• _SET PROBLEM_:
Reproduce word for word the part of the passage about Po and Storm's early design work that opens with the words "Po was studying" and closes with "fantastic album covers.".

• _TEXT SHOWN_:
Pink Floyd - Saucerful Of Secrets (Album Cover) © Pink Floyd, EMI Harvest, 1968.
Aubrey 'Po' Powell and Storm Thorgerson were part of the Cambridge 'set' of the 1960s, which comprised various members of Pink Floyd, including a young Syd Barrett, plus assorted philosopers, film-makers, playwrights and poets.
Po was studying film technique at the London Film School, while Storm was at the Royal College of Art doing a degree course in film and television. Their friends in Pink Floyd were having modest success as the house band at the UFO club in London's Tottenham Court Road, were under contract with EMI, and had a couple of hit singles. In 1968 the Floyd asked Po and Storm to design the cover for their second album, A Saucerful Of Secrets (above). Having never designed an album cover before they were far from daunted. Their design experience had so far consisted of photographing their friends in period costume and cowboy outfits to grace the covers of paperback books. Utilizing the photography department's facilities at the Royal College of Art and knocking up a makeshift darkroom in Po's flat, they managed to produce the first of mny fantastic album covers.
Po and Storm took studio space in Denmark Street, the 'Tin Pan Alley' of London - a street full of guitr shops, rehearsal roooms and agents, ideally located halfway between EMI in Manchester Square and CBS in New Oxford Street. The studio though, was far from glamorous. The building had served as offices for jobbing song writers but before that, so it was rumoured, it was a leper colony. At £7.00 a week rent they weren't complaining.

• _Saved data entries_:
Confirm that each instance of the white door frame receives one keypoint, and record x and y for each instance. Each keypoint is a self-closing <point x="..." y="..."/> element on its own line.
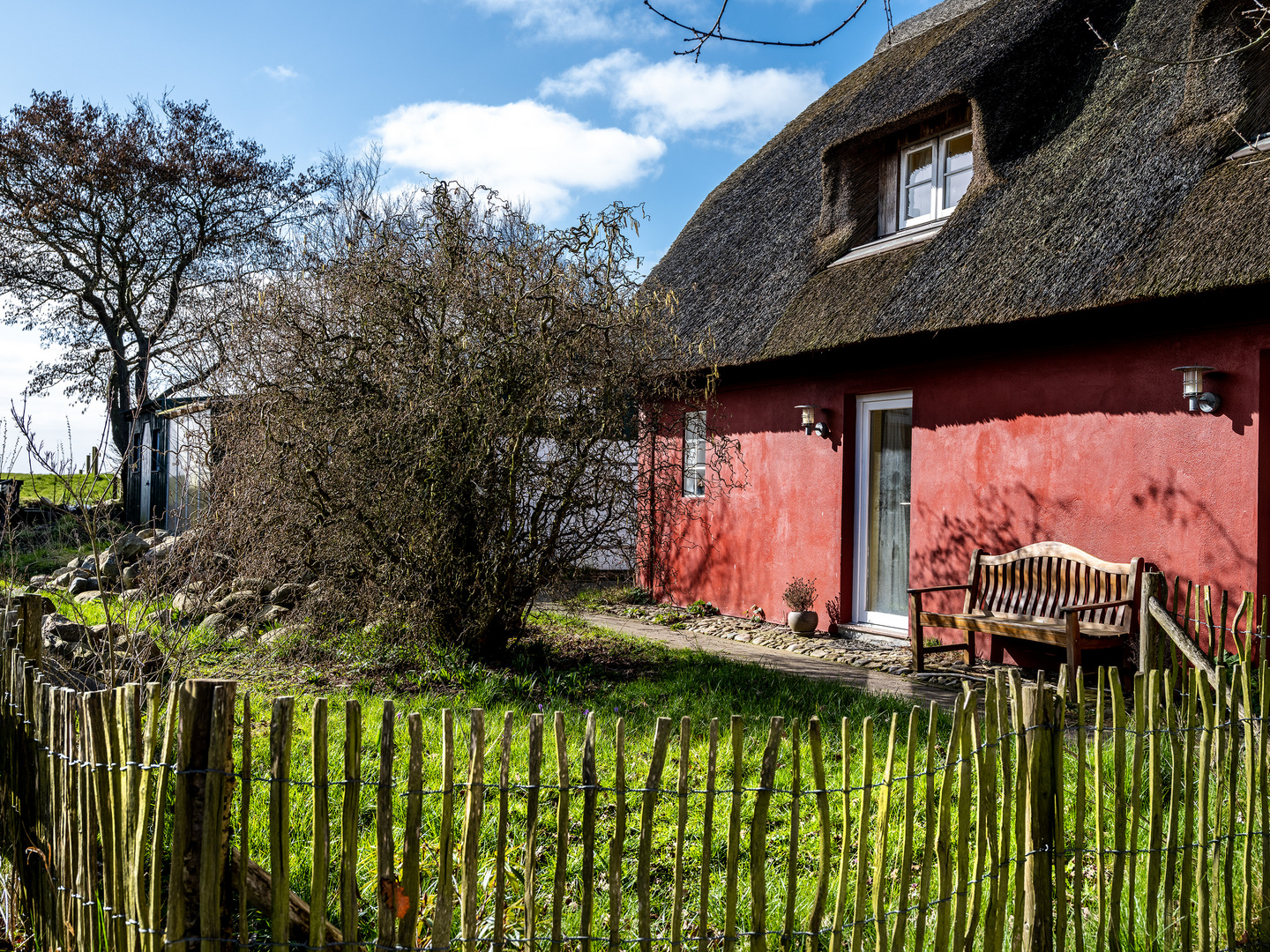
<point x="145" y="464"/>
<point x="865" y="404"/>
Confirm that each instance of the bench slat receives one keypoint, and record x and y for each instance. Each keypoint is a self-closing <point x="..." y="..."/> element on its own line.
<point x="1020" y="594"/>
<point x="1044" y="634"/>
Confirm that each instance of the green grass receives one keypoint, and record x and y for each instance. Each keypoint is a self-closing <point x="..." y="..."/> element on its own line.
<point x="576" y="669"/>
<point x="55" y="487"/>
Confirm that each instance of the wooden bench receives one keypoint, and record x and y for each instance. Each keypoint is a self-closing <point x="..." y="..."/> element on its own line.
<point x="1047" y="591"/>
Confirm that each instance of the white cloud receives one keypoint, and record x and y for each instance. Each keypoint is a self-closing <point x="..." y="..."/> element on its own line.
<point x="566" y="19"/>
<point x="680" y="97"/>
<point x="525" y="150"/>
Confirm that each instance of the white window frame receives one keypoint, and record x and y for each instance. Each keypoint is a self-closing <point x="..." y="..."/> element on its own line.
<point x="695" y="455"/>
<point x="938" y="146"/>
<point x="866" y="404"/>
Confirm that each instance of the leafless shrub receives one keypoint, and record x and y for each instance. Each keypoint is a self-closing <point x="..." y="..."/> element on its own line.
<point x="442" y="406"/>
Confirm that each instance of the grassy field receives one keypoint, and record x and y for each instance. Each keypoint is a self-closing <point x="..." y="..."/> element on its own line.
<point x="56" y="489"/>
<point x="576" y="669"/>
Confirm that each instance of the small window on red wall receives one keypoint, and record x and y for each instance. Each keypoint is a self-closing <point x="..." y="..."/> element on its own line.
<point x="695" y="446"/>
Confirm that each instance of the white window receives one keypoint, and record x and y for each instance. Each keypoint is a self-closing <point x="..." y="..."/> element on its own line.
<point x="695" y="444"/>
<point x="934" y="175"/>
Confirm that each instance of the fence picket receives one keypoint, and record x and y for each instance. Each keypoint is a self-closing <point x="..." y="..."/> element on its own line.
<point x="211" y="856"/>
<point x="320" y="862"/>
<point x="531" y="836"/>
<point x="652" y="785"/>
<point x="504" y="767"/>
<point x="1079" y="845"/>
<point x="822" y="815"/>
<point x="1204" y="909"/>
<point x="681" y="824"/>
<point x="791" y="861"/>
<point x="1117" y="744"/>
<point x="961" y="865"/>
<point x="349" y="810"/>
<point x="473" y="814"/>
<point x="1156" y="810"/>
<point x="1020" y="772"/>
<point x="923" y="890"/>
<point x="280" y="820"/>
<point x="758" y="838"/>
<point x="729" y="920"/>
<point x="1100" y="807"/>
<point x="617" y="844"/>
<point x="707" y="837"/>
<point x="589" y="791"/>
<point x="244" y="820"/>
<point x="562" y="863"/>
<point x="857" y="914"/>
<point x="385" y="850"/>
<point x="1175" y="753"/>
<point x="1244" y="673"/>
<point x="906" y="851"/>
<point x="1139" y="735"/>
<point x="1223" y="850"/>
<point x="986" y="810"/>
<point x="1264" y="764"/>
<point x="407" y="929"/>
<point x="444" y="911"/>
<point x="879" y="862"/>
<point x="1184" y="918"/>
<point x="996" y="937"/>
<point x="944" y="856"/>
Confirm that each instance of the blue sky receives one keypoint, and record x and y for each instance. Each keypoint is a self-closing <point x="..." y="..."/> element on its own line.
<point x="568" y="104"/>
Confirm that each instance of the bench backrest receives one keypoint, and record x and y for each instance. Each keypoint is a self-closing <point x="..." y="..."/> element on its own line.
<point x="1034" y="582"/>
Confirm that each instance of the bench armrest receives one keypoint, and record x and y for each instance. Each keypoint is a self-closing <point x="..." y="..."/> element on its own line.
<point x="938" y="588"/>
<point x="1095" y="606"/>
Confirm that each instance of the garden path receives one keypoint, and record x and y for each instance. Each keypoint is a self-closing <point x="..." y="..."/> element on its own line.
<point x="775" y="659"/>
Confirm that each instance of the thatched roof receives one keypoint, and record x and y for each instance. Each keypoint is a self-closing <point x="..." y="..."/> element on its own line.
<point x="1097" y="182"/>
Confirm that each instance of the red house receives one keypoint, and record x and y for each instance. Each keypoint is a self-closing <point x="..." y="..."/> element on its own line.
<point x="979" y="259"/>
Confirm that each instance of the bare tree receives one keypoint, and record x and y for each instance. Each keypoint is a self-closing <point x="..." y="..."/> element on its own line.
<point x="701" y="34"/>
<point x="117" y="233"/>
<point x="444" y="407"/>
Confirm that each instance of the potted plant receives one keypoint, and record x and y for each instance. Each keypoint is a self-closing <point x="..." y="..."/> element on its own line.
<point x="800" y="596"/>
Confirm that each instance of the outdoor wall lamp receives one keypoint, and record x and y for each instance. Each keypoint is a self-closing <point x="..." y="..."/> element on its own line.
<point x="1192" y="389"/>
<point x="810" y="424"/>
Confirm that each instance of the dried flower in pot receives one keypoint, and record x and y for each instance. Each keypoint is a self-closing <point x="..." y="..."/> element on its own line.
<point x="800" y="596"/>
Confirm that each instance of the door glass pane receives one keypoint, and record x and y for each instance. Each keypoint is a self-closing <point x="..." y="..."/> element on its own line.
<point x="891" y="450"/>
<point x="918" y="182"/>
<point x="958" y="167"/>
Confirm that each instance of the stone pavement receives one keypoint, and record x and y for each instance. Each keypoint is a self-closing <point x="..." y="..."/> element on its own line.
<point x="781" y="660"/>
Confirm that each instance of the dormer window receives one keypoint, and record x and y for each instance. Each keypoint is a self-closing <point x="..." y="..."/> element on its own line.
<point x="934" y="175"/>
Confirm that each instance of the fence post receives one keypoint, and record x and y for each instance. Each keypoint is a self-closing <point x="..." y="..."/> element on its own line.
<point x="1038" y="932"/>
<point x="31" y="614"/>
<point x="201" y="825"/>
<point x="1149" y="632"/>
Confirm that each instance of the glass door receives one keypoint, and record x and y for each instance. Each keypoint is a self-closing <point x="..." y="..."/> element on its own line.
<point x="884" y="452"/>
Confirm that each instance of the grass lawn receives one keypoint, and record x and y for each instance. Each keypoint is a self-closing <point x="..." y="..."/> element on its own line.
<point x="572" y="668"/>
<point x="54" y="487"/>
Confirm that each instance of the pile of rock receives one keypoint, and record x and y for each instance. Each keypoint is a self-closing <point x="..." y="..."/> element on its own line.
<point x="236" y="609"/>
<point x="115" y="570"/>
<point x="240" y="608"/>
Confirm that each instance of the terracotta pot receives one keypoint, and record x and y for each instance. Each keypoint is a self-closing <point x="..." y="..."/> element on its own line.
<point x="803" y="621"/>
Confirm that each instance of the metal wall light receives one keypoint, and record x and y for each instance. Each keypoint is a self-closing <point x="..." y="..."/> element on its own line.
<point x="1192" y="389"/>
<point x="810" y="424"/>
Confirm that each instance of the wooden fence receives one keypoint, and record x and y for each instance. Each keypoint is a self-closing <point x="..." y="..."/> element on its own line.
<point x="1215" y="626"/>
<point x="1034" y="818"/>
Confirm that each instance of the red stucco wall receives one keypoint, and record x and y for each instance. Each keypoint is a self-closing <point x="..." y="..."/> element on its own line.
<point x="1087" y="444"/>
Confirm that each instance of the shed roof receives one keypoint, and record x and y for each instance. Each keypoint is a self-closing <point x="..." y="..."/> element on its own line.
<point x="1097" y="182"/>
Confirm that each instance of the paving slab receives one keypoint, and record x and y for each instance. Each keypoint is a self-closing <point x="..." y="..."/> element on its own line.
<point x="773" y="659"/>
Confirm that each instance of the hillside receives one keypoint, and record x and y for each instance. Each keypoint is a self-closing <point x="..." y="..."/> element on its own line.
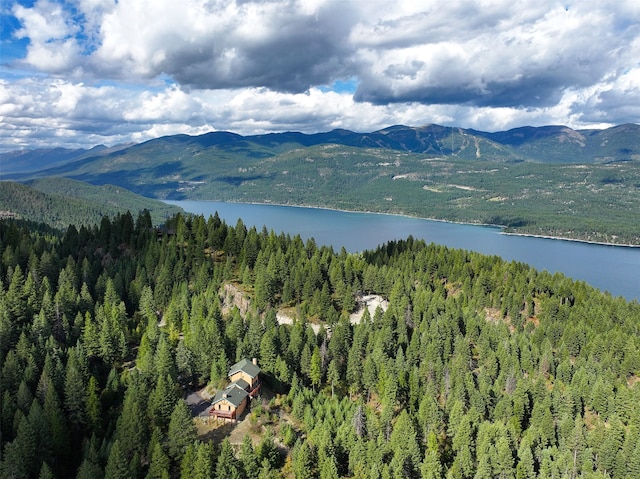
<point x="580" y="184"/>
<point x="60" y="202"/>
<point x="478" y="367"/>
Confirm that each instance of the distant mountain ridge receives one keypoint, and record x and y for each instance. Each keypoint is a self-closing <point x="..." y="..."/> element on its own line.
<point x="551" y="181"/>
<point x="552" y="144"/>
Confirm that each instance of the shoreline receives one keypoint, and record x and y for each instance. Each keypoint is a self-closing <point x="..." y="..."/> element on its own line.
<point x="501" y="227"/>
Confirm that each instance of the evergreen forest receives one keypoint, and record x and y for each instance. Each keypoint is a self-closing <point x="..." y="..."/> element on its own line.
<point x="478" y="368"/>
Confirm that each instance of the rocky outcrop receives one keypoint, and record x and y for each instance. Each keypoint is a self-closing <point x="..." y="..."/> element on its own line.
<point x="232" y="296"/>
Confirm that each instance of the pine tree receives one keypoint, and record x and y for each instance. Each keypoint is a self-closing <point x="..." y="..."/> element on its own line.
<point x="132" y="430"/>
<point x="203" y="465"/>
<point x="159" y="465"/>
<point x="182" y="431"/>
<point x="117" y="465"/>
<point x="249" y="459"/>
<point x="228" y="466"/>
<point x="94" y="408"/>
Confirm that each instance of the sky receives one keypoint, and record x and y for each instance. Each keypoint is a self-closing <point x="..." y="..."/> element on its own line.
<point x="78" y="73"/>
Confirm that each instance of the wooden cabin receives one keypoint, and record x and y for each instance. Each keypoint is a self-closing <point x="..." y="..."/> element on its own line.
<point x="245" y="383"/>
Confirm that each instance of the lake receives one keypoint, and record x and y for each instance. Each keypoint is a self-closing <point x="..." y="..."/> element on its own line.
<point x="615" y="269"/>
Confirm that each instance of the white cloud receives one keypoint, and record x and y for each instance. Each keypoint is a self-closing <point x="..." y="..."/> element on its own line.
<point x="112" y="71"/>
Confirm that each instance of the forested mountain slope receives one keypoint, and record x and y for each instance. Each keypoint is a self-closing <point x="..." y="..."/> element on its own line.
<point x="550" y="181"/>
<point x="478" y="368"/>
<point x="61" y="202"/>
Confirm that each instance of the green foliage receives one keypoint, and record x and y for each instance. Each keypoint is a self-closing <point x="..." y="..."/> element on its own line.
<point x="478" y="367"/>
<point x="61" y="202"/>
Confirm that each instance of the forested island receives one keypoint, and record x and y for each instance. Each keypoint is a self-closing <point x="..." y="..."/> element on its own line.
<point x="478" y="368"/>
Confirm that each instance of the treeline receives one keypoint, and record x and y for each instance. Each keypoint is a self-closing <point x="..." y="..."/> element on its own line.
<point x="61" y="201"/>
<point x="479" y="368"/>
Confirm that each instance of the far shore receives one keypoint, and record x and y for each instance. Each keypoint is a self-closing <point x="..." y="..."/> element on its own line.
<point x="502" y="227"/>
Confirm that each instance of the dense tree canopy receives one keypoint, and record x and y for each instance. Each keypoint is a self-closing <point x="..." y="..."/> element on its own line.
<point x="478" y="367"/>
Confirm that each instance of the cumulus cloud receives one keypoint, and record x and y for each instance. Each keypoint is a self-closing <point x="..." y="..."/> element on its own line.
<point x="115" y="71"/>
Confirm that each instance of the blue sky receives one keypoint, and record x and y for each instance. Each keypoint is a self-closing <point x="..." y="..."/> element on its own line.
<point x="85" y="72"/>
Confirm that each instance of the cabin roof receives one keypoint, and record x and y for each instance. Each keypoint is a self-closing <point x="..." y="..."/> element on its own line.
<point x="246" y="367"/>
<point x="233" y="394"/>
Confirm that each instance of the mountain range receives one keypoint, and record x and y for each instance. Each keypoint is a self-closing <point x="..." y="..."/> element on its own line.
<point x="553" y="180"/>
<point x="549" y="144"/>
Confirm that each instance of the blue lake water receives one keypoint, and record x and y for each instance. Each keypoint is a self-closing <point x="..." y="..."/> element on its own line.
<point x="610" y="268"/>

• _ANSWER TO THIS TASK_:
Po was studying film technique at the London Film School, while Storm was at the Royal College of Art doing a degree course in film and television. Their friends in Pink Floyd were having modest success as the house band at the UFO club in London's Tottenham Court Road, were under contract with EMI, and had a couple of hit singles. In 1968 the Floyd asked Po and Storm to design the cover for their second album, A Saucerful Of Secrets (above). Having never designed an album cover before they were far from daunted. Their design experience had so far consisted of photographing their friends in period costume and cowboy outfits to grace the covers of paperback books. Utilizing the photography department's facilities at the Royal College of Art and knocking up a makeshift darkroom in Po's flat, they managed to produce the first of mny fantastic album covers.